**Objetivo 1**
Copie, do artigo sobre controladoria social, tudo o que vai de "Para ele a controladoria" até "limitações.".
**Objetivo 2**
Reescreva em forma de lista o parágrafo do artigo sobre controladoria social que começa com "Santiago, 28/08/2007", mantendo seus fatos principais.

**Artigo**
==*==

Santiago, 28/08/2007 – O controle dos cidadãos sobre suas instituições e autoridades tem múltiplas formas e está em expansão na América Latina, mas requer um contexto legal e melhor conhecimento pela população de seus direitos, afirmam especialistas. Uma das vertentes dessa fiscalização é a chamada controladoria social, "que tem muitos significados", o que limita suas potencialidades, disse à IPS Felipe Hevia de la Jara, doutor em antropologia do Centro de Pesquisas e Estudos Superiores em Antropologia Social (Ciesas), do México.
Para ele a controladoria social é "uma série de instrumentos e
mecanismos que servem para que os cidadãos controlem a ação do governo", que
podem ser "sistemas de atenção por parte da cidadania, comitês de vigilância,
participação nos órgãos de decisão, observatórios etc". Sua marca característica
é que "têm de ter um resguardo legal que permita (à população) fazer esse
trabalho". Em outras palavras, é uma participação institucionalizada, explicou o
pesquisador convidado do Centro de Estudos de Metrópole (CEM) e do Centro
Brasileiro de Análise e Planejamento (Cebrab). Sua percepção é que o conceito
está "cada vez mais estendido na América Latina" e vê potencialidades e
limitações.
Entre as primeiras está a possibilidade de abrir espaços de
inovação e promover a cultura da transparência e prestação de contas. Entre os
entraves figuram o desconhecimento da população e o fato de que muitas vezes não
tem a capacidade de vetar o governo, afirmou o antropólogo, um dos expositores
da conferência internacional "Controladoria social na América Latina:
experiências e esperanças", realizada ontem na capital mexicana. A conferência
foi uma das atividades do curso "Controle social, transparência e participação
cidadã na gestão pública", que vai até amanhã, organizado pela não-governamental
Corporação Participa e pelo Programa Cidadania e Gestão Pública, uma aliança
entre a Universidade de Los Lagos e a Corporação Inovação e
Cidadania.

==*==

**Dados fornecidos**
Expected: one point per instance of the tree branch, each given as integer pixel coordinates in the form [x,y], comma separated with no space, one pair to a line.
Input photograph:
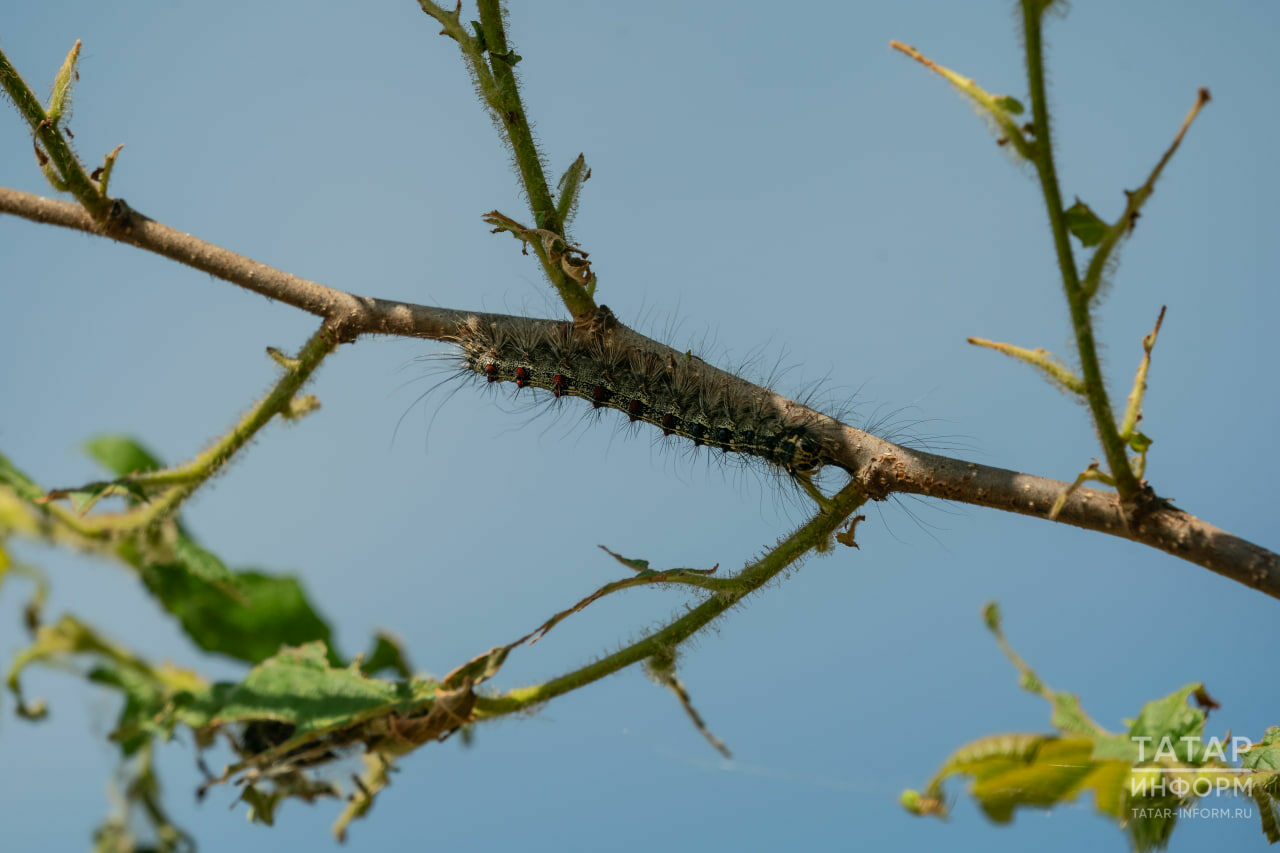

==*==

**Resolução do exercício 1**
Para ele a controladoria social é "uma série de instrumentos e
mecanismos que servem para que os cidadãos controlem a ação do governo", que
podem ser "sistemas de atenção por parte da cidadania, comitês de vigilância,
participação nos órgãos de decisão, observatórios etc". Sua marca característica
é que "têm de ter um resguardo legal que permita (à população) fazer esse
trabalho". Em outras palavras, é uma participação institucionalizada, explicou o
pesquisador convidado do Centro de Estudos de Metrópole (CEM) e do Centro
Brasileiro de Análise e Planejamento (Cebrab). Sua percepção é que o conceito
está "cada vez mais estendido na América Latina" e vê potencialidades e
limitações.

**Resolução do exercício 2**
- O controle dos cidadãos sobre instituições e autoridades assume múltiplas formas e está em expansão na América Latina.
- Segundo especialistas, esse controle requer um contexto legal e melhor conhecimento da população sobre seus direitos.
- Uma de suas vertentes é a controladoria social, conceito com muitos significados, o que limita suas potencialidades.
- Essa avaliação foi feita à IPS por Felipe Hevia de la Jara, doutor em antropologia do Ciesas, do México.